### Задания
a. Объясните по отрывку о работе в архивах, почему говорящему пришлось заняться генеалогией. Ответ дайте в одном–трёх предложениях.
b. Продолжите отрывок о работе в архивах сразу после его последнего предложения.

──────── Фрагмент текста ────────

А я известен тем, что, когда начал бизнес тоже совершенно случайно, потому что изначально занимался продажей книг старых и рынок букинистический рухнул в России в 2008 году в связи с кризисом. И мне пришлось заняться генеалогией. И я, придя в архив, очень удивился тому, что почему, когда происходит какая-то вещь, которая кажется несправедливой, люди не задают вопросы, почему так происходит, или они не жалуются. Меня удивила какая-то странная запуганность перед руководством этих архивов, которое выглядело совершенно нестрашно: провинциальная директриса какого-нибудь Тверского архива или ещё какого-то архива. И вполне возможно, что, когда такой вопрос возникает, сам спрашивающий неправ.

Может быть, действительно есть какая-то причина, почему дела не выдаются или почему они выдаются не так, как другие дела, или почему такие ограничения есть, или почему нельзя копировать. Но больше всего меня поразило само отсутствие вопроса, что люди не спрашивают, почему так происходит.

──────── Исходные данные ────────

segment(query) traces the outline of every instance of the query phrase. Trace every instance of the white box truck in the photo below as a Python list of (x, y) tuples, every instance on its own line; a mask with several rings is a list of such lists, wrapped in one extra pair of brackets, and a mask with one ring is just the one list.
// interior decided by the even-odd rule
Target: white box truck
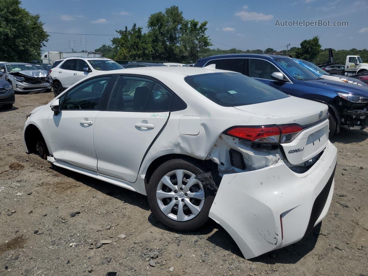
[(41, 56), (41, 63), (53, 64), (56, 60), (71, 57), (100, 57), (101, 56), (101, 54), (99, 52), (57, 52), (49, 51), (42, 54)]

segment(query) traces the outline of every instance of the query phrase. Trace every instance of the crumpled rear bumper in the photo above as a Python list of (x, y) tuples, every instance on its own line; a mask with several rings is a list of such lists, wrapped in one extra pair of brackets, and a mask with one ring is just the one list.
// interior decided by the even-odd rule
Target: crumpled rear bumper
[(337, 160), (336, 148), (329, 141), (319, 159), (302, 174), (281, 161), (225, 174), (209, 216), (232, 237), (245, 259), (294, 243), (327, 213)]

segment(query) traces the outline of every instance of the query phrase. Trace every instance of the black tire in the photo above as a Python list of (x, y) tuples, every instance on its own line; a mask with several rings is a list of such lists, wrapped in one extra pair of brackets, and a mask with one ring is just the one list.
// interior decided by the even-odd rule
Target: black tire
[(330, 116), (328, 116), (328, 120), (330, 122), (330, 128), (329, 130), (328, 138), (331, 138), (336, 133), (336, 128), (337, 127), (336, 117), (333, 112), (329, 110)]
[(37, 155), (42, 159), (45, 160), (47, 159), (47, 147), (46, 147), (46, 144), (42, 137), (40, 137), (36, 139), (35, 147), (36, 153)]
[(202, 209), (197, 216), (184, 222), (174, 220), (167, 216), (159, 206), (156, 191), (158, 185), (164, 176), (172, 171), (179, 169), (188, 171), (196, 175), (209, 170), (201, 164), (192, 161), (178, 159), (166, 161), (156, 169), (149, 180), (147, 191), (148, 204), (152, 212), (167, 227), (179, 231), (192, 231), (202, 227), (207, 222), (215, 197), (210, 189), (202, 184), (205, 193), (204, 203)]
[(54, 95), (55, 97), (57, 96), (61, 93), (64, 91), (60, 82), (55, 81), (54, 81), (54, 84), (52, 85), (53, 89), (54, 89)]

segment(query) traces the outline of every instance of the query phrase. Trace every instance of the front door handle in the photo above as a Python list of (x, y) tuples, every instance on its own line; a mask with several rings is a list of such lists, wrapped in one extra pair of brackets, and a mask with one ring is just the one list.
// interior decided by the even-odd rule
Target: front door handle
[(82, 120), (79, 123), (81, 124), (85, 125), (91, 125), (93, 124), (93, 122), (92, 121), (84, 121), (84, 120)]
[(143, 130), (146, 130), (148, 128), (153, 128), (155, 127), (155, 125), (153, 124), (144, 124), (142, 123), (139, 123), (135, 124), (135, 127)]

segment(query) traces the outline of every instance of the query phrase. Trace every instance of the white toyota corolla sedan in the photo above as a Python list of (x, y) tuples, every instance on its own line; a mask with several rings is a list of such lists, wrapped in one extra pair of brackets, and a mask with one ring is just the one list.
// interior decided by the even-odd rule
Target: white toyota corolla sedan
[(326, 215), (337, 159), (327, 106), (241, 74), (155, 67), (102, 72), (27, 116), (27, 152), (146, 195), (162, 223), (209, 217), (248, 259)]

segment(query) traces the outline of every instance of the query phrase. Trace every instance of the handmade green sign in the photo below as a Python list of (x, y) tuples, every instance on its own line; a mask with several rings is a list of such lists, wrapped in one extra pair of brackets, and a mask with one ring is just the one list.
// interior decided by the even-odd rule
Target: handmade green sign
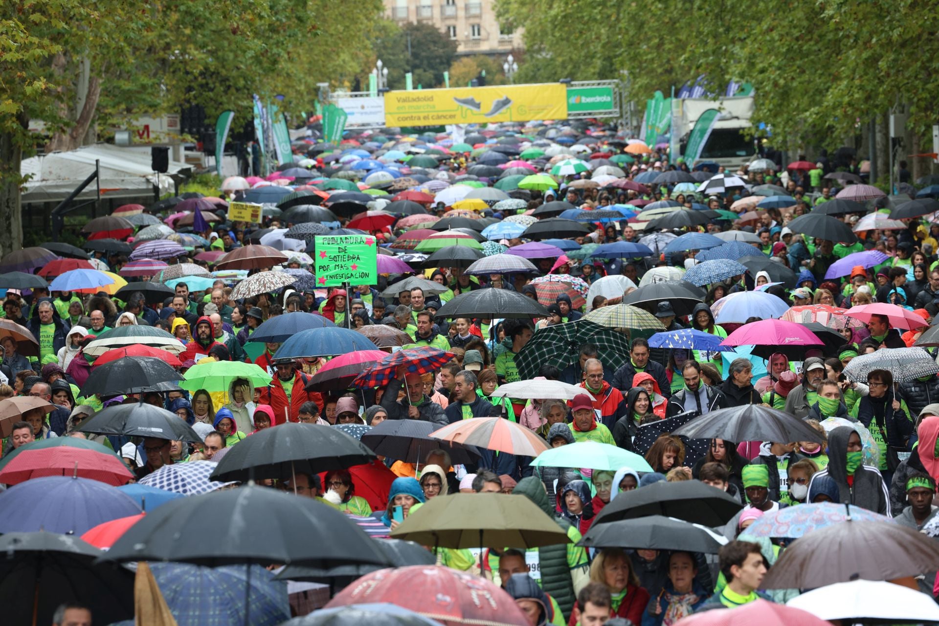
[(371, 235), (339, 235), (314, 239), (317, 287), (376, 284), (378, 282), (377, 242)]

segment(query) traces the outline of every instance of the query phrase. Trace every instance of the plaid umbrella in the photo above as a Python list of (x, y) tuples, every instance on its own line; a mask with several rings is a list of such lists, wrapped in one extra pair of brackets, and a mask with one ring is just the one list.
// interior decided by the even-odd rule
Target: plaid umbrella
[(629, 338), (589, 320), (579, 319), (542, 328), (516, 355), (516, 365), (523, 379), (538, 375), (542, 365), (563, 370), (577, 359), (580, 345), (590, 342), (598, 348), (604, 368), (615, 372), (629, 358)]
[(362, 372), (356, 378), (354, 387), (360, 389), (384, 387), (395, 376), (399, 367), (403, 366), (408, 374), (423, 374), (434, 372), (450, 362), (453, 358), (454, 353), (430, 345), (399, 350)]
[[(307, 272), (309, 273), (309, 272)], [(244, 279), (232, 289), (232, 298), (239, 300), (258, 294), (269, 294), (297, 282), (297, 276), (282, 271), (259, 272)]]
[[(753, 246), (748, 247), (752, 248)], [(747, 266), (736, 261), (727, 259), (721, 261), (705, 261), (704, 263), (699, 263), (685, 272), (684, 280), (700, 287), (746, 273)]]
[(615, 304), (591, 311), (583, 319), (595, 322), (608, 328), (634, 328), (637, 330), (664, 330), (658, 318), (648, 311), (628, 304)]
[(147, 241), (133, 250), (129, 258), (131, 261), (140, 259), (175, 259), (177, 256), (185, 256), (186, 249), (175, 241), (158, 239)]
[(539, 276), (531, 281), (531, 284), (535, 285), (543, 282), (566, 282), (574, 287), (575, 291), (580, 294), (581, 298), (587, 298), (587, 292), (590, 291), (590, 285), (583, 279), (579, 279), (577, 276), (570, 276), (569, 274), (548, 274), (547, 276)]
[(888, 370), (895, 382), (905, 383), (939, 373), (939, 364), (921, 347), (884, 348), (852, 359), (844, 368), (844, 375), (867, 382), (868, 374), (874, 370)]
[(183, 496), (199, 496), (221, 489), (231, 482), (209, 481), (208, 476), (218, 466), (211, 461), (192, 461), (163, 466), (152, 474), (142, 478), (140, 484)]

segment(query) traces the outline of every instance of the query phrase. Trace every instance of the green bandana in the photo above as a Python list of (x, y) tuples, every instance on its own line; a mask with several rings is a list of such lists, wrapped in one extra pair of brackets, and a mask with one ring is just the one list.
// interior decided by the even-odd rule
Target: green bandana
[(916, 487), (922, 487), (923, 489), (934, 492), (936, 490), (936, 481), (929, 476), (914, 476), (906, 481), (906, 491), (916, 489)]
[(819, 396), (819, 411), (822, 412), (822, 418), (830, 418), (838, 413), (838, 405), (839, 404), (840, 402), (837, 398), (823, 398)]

────────
──────── Исходные данные ────────

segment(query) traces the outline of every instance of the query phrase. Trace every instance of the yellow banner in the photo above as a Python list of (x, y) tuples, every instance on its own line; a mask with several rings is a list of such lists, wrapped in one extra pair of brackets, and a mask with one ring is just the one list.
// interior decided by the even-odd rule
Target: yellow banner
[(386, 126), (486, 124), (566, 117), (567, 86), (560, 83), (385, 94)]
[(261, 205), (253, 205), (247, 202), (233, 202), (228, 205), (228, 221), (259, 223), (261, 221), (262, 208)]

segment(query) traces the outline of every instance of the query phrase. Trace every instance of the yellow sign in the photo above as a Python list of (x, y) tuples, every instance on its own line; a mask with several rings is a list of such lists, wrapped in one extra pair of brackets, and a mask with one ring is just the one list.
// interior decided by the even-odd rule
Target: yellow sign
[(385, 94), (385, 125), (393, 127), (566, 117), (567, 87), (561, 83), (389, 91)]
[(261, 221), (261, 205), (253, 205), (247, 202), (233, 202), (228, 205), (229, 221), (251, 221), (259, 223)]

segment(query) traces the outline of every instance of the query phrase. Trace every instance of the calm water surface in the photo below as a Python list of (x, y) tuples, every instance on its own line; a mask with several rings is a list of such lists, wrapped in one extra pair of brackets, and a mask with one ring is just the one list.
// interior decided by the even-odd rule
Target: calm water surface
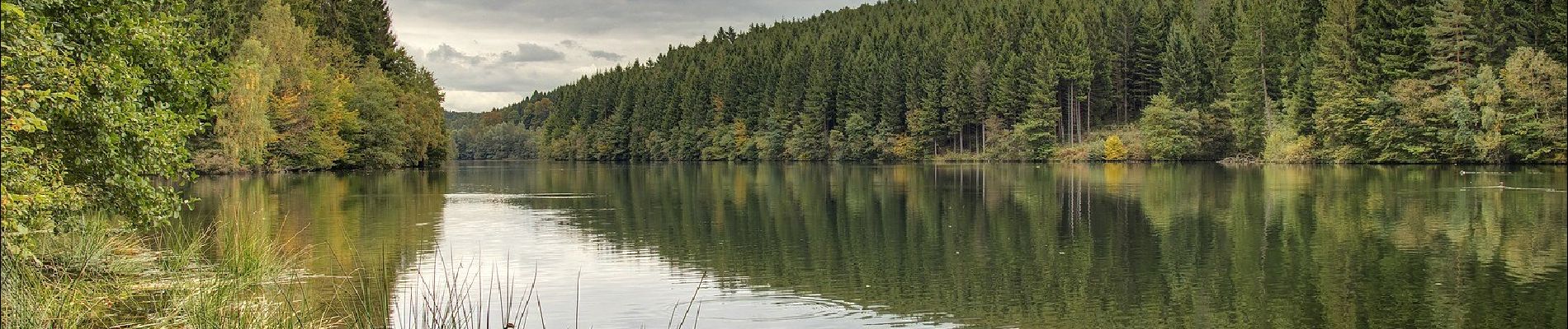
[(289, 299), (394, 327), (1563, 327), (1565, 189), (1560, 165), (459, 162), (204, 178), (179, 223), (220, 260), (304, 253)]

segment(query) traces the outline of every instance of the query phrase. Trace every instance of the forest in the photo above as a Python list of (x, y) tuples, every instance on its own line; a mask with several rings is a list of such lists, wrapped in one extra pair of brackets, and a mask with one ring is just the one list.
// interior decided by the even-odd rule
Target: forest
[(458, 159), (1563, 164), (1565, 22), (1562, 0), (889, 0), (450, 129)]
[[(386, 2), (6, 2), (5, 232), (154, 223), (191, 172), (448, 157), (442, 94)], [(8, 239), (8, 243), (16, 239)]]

────────

### Ответы по порядку
a. До этого говорящий занимался продажей старых книг. В 2008 году букинистический рынок в России рухнул из-за кризиса, поэтому пришлось заняться генеалогией.

b.
Как, например, в Ростовском архиве, там настолько старое здание архива, что там есть дела, которые поддерживают ржавую трубу. По ней идёт вода до сих пор. И если вы заказали дела, которые находятся в этой стопке, она не одна, то они прямо пишут: «Труба». Это уже давно так, это уже годами, десятилетиями так. Это значит, что эти дела находятся под трубой. И никого это не возмущает. В том смысле, что все настолько привыкли, что вот, есть дела, которые поддерживают трубу, и в них никто не заглядывает последние 30 лет. Это не значит, что нужно идти к директору, орать, бегать, прыгать, устраивать истерики, что дайте мне дела, выньте одно дело, воткните другое. Это значит, что проблему надо решать комплексно. В том смысле, что здание очень старое, Ростов — большой город. Почему, в принципе, в нём не строится новое здание архива? Это же действительно большой вопрос. А оно там не строится, потому что пользователям это не сильно надо. Почему? Ну кажется, это очень сложно — взять и построить архив. Но мне удалось.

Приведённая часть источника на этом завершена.